*PROBLEM*: Extend the blog post below about the Commons vote to scrap ten-percenter mailings, starting right after its last sentence.

Thursday, March 18, 2010

The End of 10-Percenters?

It may be the end of an era in Ottawa, as MPs have voted to trash 10-percenters. Sadly Canadians may need to turn to other sources to find out about Michael Ignatieff's secret coalition plans, and what who Stephen Harper is trying to kill.

MPs have voted to put a stop to the practice of mailing taxpayer-funded political flyers to voters outside their own ridings.

In a surprisingly close result, MPs passed Tuesday a Liberal motion to scrap the so-called ten percenters by a vote of 140-137.

New Democrats, who had argued in favour of retaining the right to communicate with voters all across the country, ended up supporting the motion, which included several other proposals aimed at saving the government more than $1-billion annually.

The Bloc Quebecois also supported it while Conservatives, who've made the most use of the mailouts, were opposed.


Even though the Liberals are trumpeting this as a binding motion, in reality, we've descended into the kind of procedural grey water that only Kady O'Malley, and maybe 1 or 2 of the party whips actually understand. From what I've read, it appears a super secret all-party committee will be discussing this on Monday. Complicating the issue is that Stephen Harper has shown a willingness to respect the vote he lost, while Jack Layton is suffering some buyers remorse on the vote he won:

In fact, the NDP, which voted for the Liberal motion, may be the party that gets the Conservatives off the hook on the bulk-mailing issue.

*MATERIAL*:
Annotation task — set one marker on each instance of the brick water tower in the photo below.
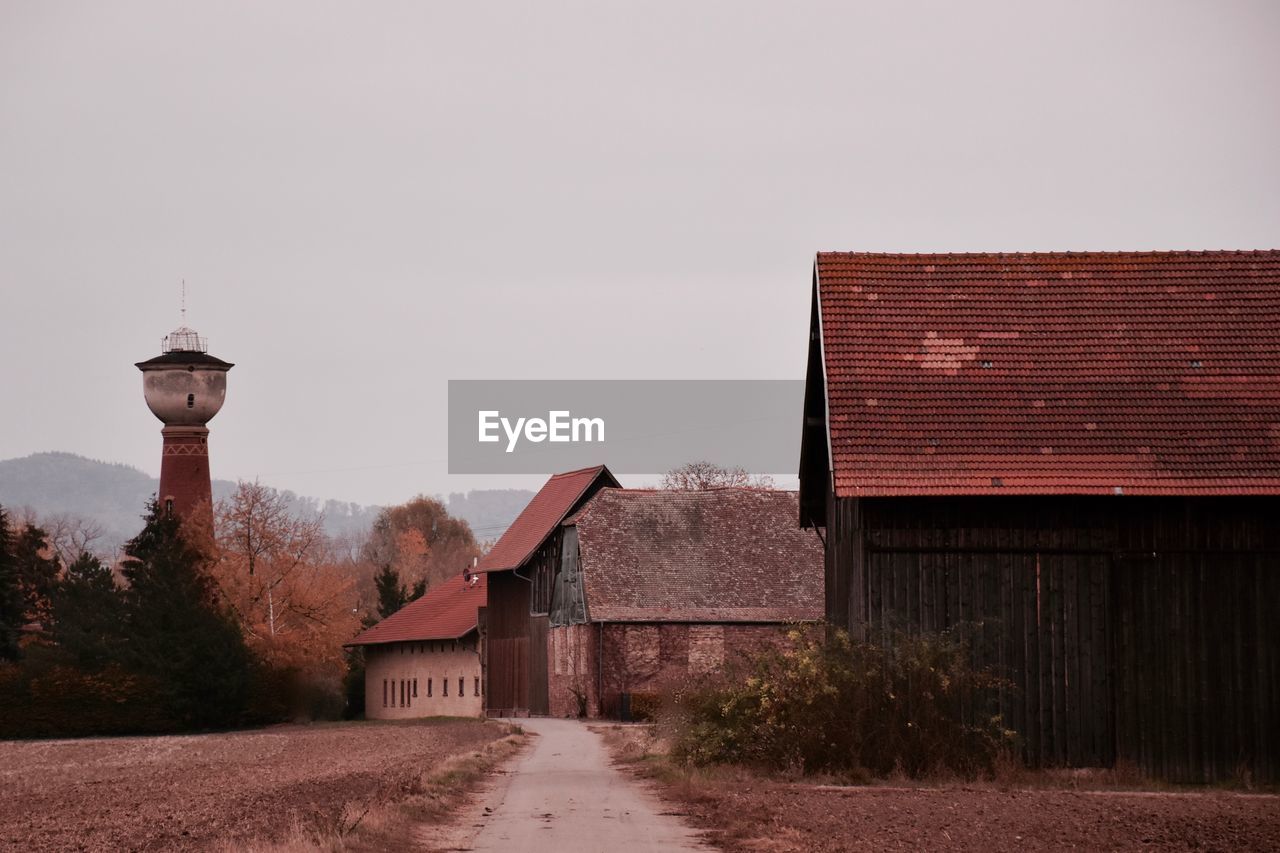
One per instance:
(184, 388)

...

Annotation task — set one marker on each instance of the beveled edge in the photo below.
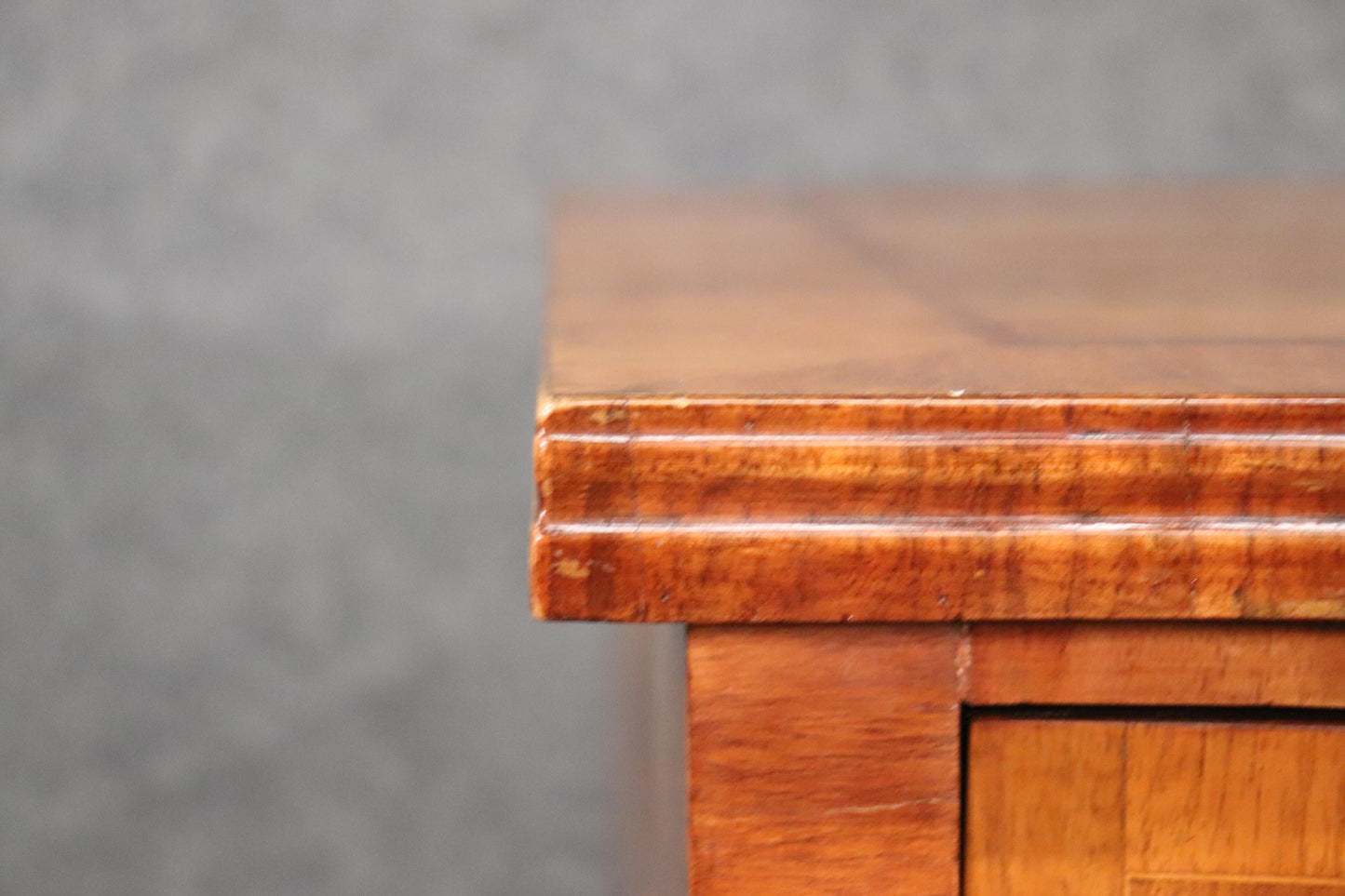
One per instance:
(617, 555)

---

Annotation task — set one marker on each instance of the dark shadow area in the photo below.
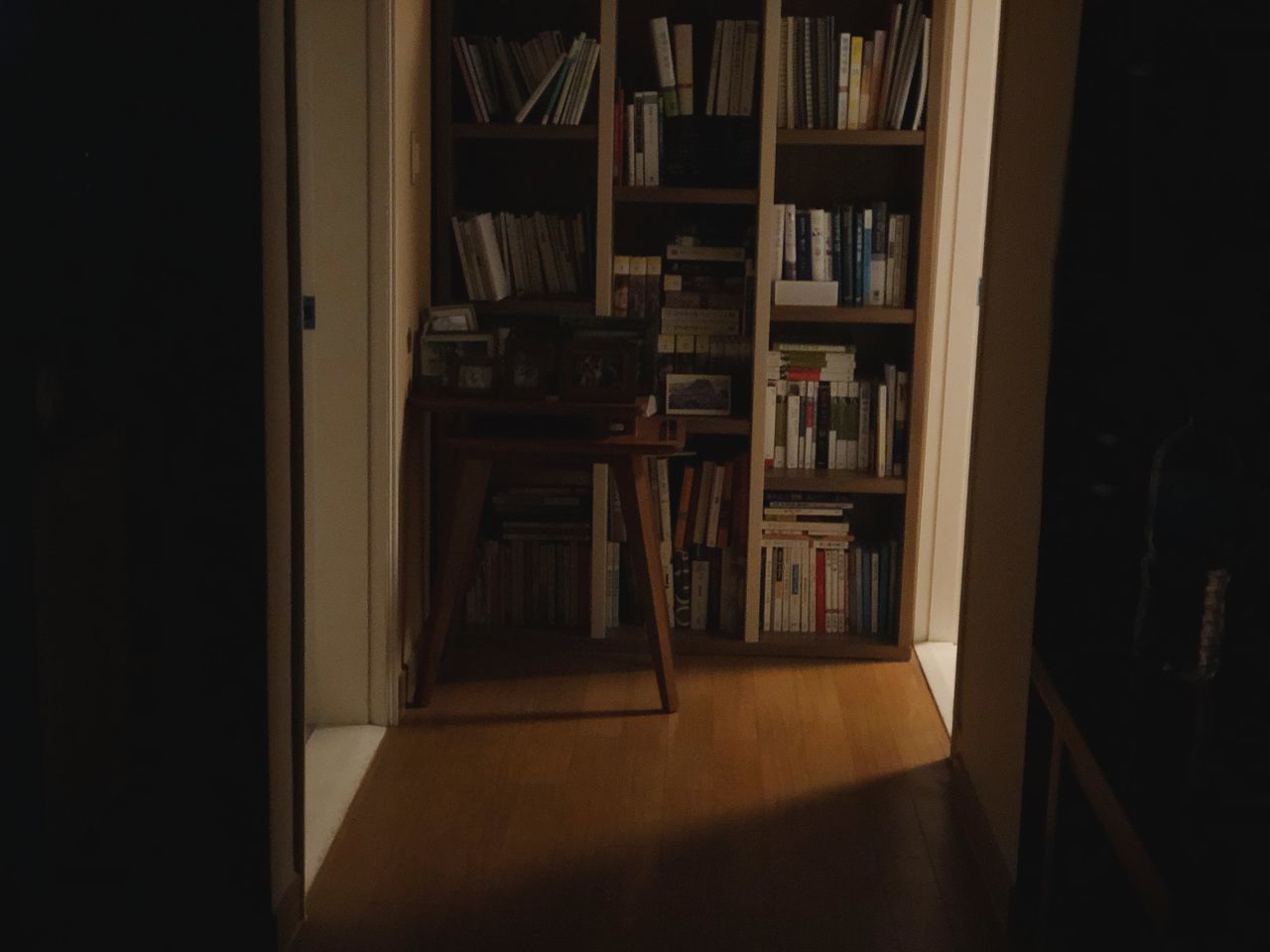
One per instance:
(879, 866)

*RESPONSE TO THE EXERCISE*:
NDP Leader Jack Layton launched a blistering tirade against "King Stephen Harper" only to waffle when it came down to whether his party would actually support the ten-percenter ban behind the closed doors of the Board of Internal Economy meetings.

"There were some (measures in the motion) where we would have done it slightly differently and so we'll have to take those issues up at the Board of Internal Economy," Layton said when pressed on the ban.

His party House leader, Libby Davies, indicated the ten-percenter vote may be the jumping-off point for a negotiation over bulk mail.

"We believe we've got to focus on the abuses and not rule out what is a legitimate use of ten-percenters by members outside of their own ridings," Davies, who sits on the board, said in an interview.


So they voted for it, even though they're against it. O...K...

And no one, not even the Liberals, seem to be pretending that the rest of the motion - which calls for the government to slash a billion dollars in partisan advertising and consultant expenses - has a chance of actually happening.

But, just to toss a nutty idea out there - what if the Liberals agreed to a 5 year phase-out of the public vote subsidy? They're closing the fundraising gap on the Tories, and losing the subsidy would hurt the NDP, Bloc, and Greens more than the Liberals. Here's the percentage of revenue each party generates from the subsidy:

CPC 37%
Lib 43%
NDP 55%
Green 62%
Bloc 82%

In exchange, the Conservatives would agree to trash the billion dollars in partisan expenses the Liberal motion calls for. Because I'd wager the Conservatives are getting more value from that than they are from either their subsidy or fundraising dollars.

I doubt it would happen, but it's something to think about.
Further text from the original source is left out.